> **PROBLEM**:
Look through the records below, and copy out every line that holds the string "building".

- Opening Delimiter -

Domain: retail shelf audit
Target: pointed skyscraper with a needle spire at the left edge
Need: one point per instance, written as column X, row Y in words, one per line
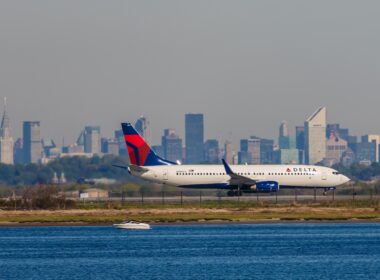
column 6, row 140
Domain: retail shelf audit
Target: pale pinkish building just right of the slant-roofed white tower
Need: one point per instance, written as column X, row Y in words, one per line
column 335, row 148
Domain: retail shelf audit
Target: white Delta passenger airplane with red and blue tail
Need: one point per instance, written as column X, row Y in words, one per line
column 235, row 179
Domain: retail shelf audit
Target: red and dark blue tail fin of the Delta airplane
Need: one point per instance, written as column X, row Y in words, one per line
column 139, row 151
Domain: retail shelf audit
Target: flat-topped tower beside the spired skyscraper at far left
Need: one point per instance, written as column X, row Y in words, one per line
column 32, row 145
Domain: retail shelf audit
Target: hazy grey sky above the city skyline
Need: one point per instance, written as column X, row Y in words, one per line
column 247, row 65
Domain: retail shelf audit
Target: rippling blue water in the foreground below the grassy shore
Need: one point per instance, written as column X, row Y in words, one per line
column 275, row 251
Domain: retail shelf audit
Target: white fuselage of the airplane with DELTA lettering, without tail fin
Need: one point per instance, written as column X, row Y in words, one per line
column 214, row 176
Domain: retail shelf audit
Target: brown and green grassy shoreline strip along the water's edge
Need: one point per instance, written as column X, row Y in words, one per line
column 187, row 216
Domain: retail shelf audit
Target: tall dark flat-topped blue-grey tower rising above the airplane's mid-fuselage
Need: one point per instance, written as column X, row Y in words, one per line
column 194, row 137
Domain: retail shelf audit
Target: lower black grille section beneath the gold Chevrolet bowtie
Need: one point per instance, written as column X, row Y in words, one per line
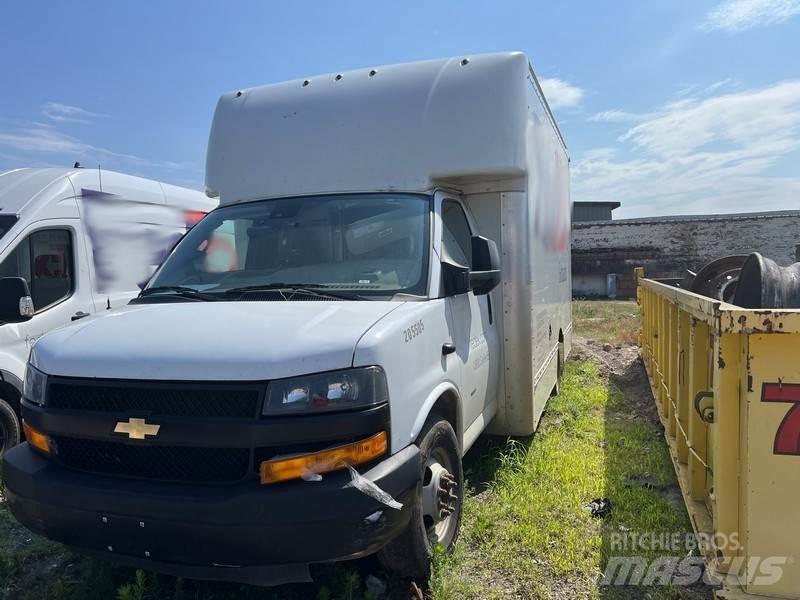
column 164, row 463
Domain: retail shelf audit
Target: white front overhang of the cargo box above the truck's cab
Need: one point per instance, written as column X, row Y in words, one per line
column 408, row 127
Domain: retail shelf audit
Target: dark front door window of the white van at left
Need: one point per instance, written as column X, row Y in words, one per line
column 44, row 260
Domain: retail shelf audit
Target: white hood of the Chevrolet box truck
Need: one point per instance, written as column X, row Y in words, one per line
column 211, row 341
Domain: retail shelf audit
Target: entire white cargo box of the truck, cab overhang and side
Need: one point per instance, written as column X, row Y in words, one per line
column 477, row 125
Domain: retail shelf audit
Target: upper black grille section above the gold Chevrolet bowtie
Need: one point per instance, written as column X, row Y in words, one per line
column 169, row 399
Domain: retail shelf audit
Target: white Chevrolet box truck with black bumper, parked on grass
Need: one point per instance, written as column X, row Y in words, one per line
column 388, row 275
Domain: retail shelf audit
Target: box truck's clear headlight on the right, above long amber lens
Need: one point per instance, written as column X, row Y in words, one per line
column 325, row 392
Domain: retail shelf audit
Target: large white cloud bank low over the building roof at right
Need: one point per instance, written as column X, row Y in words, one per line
column 701, row 156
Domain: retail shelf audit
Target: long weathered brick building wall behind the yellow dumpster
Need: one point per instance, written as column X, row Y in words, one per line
column 667, row 247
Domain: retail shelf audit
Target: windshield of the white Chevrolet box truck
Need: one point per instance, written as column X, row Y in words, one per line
column 370, row 244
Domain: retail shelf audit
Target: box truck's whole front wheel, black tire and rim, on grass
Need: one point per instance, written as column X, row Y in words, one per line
column 409, row 554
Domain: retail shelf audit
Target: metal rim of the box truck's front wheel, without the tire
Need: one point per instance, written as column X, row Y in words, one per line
column 439, row 498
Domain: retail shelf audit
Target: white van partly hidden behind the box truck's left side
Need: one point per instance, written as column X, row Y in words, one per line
column 76, row 241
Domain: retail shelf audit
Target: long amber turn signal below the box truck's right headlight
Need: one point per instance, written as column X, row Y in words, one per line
column 333, row 459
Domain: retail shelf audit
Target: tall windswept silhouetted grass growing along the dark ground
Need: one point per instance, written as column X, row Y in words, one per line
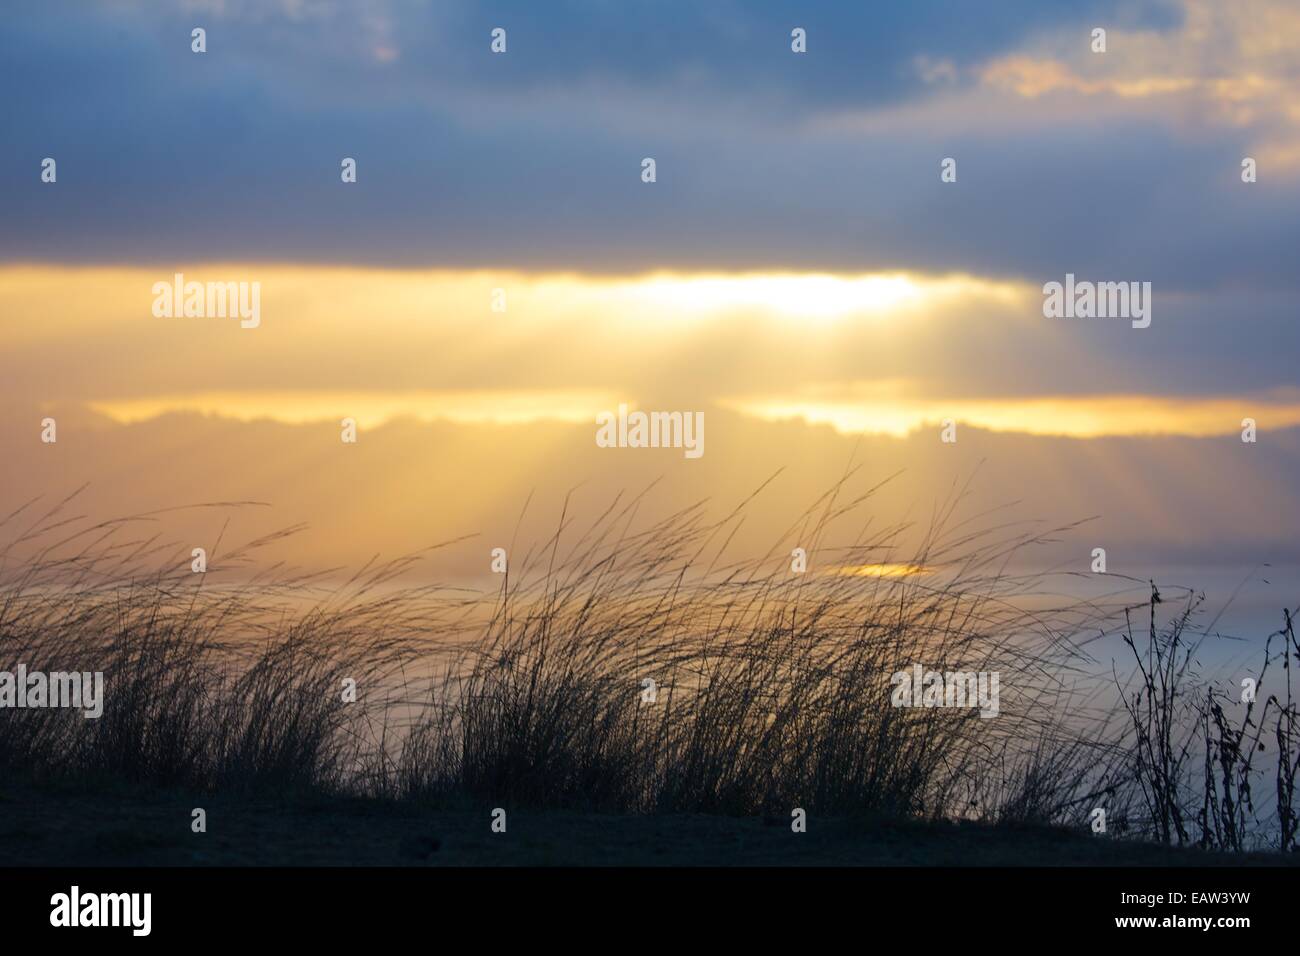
column 619, row 669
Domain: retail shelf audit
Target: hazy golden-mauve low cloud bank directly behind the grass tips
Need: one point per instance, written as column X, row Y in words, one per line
column 408, row 486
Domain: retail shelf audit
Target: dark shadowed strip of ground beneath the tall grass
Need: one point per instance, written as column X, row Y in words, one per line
column 122, row 828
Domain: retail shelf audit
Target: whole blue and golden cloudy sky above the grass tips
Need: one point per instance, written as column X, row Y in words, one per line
column 799, row 271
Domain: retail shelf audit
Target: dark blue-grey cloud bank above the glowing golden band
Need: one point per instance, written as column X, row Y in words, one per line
column 532, row 159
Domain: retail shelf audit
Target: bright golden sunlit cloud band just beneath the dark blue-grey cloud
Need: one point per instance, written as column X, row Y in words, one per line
column 679, row 340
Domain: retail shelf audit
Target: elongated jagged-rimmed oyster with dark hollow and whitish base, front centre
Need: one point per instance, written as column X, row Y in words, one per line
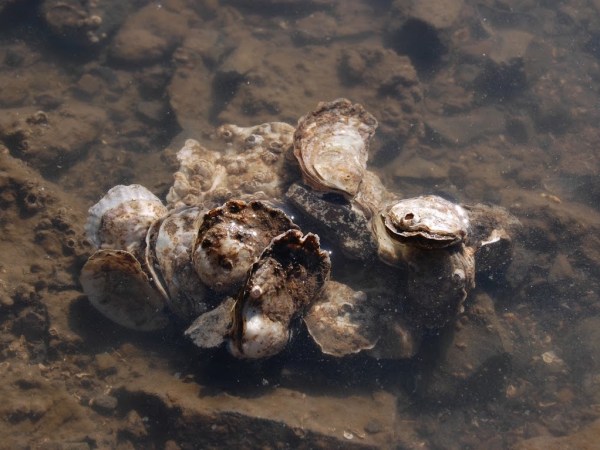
column 280, row 285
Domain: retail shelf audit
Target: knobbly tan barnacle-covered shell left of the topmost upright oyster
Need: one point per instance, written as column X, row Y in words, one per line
column 251, row 163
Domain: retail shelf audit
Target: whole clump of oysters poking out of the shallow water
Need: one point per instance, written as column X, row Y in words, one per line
column 225, row 258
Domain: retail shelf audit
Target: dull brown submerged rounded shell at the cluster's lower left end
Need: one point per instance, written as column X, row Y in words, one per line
column 118, row 287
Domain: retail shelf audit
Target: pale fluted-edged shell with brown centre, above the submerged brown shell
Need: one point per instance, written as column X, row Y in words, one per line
column 122, row 217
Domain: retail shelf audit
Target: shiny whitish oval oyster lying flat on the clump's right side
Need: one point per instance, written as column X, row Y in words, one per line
column 428, row 221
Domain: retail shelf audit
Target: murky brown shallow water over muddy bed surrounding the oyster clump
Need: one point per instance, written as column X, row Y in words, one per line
column 479, row 102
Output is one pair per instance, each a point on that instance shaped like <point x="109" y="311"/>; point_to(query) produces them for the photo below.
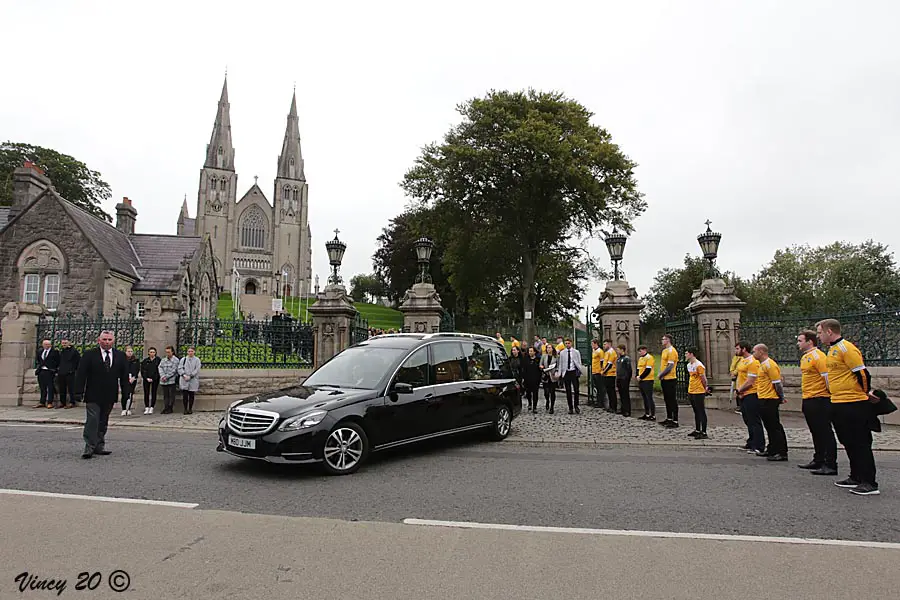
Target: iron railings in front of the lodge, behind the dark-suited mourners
<point x="83" y="330"/>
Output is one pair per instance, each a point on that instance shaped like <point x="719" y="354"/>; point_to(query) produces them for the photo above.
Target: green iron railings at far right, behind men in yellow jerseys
<point x="876" y="333"/>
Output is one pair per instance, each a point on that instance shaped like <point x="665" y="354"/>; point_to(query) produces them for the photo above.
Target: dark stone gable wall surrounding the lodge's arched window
<point x="81" y="283"/>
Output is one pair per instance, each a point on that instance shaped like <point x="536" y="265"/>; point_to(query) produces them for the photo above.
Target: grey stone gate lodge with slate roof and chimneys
<point x="56" y="254"/>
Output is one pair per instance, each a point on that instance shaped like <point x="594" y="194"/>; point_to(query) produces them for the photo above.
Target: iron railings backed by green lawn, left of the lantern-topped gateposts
<point x="280" y="343"/>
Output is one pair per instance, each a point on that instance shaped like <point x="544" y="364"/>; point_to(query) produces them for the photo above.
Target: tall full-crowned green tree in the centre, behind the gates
<point x="526" y="173"/>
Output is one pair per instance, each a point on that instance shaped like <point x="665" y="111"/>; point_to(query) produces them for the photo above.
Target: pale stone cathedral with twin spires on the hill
<point x="260" y="247"/>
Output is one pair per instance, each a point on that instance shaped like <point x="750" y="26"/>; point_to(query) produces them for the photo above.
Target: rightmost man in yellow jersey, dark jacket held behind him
<point x="850" y="385"/>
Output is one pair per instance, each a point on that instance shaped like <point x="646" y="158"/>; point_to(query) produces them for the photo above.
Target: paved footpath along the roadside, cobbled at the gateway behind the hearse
<point x="593" y="426"/>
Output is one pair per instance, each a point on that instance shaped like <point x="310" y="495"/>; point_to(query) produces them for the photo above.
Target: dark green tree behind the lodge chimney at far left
<point x="72" y="178"/>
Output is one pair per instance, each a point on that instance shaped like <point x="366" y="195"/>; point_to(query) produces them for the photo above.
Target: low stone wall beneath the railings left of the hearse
<point x="218" y="387"/>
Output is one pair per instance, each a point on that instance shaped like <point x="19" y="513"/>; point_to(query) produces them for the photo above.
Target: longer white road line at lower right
<point x="656" y="534"/>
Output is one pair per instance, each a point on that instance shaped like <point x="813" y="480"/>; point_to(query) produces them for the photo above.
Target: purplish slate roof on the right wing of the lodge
<point x="162" y="256"/>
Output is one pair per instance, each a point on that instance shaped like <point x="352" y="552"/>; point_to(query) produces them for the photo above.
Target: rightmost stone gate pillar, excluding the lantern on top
<point x="718" y="315"/>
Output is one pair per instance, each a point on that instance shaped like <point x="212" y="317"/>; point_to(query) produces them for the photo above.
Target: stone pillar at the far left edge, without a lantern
<point x="17" y="352"/>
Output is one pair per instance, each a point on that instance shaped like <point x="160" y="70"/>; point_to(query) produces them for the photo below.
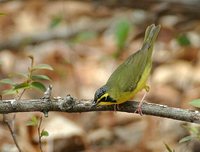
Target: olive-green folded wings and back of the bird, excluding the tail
<point x="128" y="74"/>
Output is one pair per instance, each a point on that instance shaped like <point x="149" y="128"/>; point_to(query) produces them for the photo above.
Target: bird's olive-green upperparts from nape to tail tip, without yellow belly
<point x="126" y="77"/>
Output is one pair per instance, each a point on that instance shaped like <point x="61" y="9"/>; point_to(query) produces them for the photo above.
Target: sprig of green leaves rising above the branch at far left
<point x="30" y="79"/>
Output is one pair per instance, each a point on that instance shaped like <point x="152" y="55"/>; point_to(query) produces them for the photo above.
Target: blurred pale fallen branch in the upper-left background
<point x="51" y="34"/>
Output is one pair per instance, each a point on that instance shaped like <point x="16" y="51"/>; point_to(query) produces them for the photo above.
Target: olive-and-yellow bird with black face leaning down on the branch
<point x="131" y="76"/>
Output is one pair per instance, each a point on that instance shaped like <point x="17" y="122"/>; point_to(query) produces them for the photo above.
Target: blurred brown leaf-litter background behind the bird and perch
<point x="84" y="41"/>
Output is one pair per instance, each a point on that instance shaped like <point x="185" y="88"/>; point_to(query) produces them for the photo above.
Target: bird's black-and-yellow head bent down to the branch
<point x="102" y="97"/>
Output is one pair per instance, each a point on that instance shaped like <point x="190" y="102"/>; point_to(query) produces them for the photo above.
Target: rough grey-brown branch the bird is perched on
<point x="71" y="105"/>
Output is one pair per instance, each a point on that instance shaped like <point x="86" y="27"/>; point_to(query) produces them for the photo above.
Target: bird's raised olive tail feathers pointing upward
<point x="151" y="34"/>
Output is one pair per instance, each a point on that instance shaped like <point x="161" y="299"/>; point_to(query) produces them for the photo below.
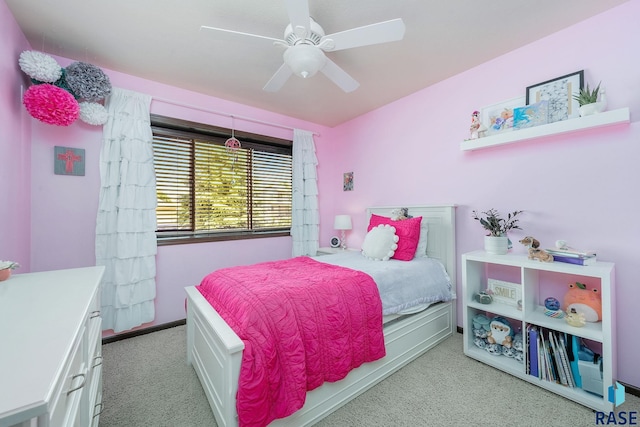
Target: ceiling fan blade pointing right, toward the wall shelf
<point x="382" y="32"/>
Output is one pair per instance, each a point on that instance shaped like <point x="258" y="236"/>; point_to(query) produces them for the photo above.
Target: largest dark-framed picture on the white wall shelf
<point x="559" y="92"/>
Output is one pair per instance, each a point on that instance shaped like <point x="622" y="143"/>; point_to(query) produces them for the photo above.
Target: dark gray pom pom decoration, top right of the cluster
<point x="87" y="81"/>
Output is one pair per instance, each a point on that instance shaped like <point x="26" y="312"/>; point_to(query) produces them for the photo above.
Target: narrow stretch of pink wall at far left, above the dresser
<point x="15" y="135"/>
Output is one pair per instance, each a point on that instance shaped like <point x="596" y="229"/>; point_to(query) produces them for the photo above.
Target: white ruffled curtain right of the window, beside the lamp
<point x="305" y="221"/>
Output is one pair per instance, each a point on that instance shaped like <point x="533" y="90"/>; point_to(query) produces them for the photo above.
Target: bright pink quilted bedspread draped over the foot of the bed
<point x="302" y="322"/>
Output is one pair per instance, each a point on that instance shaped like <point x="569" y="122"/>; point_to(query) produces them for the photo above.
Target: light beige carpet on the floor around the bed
<point x="148" y="383"/>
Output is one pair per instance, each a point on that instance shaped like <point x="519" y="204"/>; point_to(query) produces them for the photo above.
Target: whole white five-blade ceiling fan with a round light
<point x="305" y="43"/>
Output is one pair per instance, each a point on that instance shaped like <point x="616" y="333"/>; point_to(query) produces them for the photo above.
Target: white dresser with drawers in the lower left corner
<point x="50" y="348"/>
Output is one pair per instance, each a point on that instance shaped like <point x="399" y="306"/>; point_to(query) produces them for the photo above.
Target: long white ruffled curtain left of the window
<point x="126" y="223"/>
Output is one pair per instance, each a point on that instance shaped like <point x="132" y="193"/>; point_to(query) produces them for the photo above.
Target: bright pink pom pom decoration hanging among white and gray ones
<point x="51" y="104"/>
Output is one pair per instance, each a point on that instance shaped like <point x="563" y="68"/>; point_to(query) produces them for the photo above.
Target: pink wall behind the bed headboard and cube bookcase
<point x="581" y="187"/>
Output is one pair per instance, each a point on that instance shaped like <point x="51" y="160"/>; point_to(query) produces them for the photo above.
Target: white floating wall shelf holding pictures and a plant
<point x="607" y="118"/>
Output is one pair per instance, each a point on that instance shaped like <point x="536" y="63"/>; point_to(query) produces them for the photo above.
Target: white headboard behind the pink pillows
<point x="441" y="220"/>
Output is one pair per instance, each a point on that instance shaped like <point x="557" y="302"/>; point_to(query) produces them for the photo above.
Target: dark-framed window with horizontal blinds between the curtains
<point x="207" y="192"/>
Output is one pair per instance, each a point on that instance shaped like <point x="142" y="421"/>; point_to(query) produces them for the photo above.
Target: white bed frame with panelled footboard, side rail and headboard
<point x="215" y="351"/>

- Closing Delimiter -

> **ANSWER SECTION**:
Target: pale pinkish building just right of the slant-roofed white tower
Target: large white cloud bank low over the building roof at right
Target: long weathered brick building wall behind the yellow dumpster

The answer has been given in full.